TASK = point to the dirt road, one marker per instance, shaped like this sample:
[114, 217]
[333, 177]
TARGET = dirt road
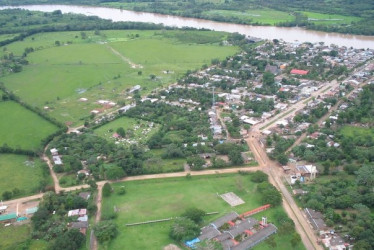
[273, 170]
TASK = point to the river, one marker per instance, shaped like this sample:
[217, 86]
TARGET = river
[288, 34]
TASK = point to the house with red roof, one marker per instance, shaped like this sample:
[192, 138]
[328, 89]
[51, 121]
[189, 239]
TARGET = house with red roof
[299, 72]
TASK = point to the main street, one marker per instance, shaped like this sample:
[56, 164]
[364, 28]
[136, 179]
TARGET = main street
[265, 164]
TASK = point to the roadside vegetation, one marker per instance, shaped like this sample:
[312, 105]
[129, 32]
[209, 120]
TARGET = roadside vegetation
[165, 198]
[344, 192]
[332, 16]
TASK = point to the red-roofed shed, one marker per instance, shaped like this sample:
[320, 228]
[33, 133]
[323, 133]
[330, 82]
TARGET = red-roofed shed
[299, 72]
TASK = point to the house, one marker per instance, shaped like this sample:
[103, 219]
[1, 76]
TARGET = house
[299, 72]
[84, 171]
[54, 151]
[57, 160]
[85, 195]
[77, 212]
[308, 171]
[299, 192]
[81, 225]
[272, 69]
[316, 219]
[7, 218]
[250, 231]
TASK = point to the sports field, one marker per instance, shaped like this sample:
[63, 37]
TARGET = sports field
[21, 172]
[21, 128]
[165, 198]
[105, 66]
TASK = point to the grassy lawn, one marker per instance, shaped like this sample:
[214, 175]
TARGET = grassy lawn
[262, 16]
[22, 128]
[351, 131]
[136, 129]
[4, 37]
[11, 237]
[105, 66]
[22, 172]
[155, 164]
[16, 237]
[165, 198]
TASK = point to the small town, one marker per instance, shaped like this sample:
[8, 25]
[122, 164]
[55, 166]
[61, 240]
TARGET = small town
[183, 138]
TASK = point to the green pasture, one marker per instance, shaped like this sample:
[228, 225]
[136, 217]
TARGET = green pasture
[136, 129]
[105, 66]
[21, 172]
[354, 132]
[21, 128]
[12, 236]
[4, 37]
[262, 16]
[328, 19]
[156, 164]
[18, 237]
[165, 198]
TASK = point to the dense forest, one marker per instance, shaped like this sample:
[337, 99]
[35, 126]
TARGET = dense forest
[198, 9]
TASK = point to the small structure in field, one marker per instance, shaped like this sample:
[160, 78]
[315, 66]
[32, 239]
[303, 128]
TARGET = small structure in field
[232, 199]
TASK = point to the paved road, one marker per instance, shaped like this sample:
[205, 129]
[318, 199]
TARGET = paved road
[276, 178]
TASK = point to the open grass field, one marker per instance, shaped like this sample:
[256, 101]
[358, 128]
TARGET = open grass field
[4, 37]
[15, 237]
[21, 172]
[261, 16]
[136, 130]
[105, 66]
[165, 198]
[155, 163]
[351, 131]
[21, 128]
[12, 236]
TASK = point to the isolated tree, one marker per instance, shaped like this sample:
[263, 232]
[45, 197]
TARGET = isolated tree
[105, 231]
[365, 176]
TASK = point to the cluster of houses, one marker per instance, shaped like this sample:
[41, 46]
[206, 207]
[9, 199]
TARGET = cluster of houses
[80, 215]
[56, 157]
[328, 237]
[234, 232]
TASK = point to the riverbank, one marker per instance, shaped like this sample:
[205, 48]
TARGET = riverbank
[288, 34]
[328, 16]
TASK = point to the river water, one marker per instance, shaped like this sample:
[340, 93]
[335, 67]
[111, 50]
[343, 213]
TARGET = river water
[288, 34]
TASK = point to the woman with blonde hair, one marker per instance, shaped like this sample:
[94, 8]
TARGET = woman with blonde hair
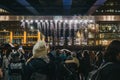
[38, 63]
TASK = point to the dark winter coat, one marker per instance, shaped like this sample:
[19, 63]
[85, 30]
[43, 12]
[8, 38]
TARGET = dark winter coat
[36, 65]
[110, 72]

===============

#### [Short task]
Reproduce the records word for word, starting at the line that contains "TASK = point to the dark" and continuing through the final line of the records, with both ends included.

#### [Reply]
TASK = point to the dark winter coat, one marker per instance, shaped like this sample:
[19, 63]
[85, 30]
[43, 12]
[8, 38]
TARGET = dark winter coat
[36, 65]
[110, 72]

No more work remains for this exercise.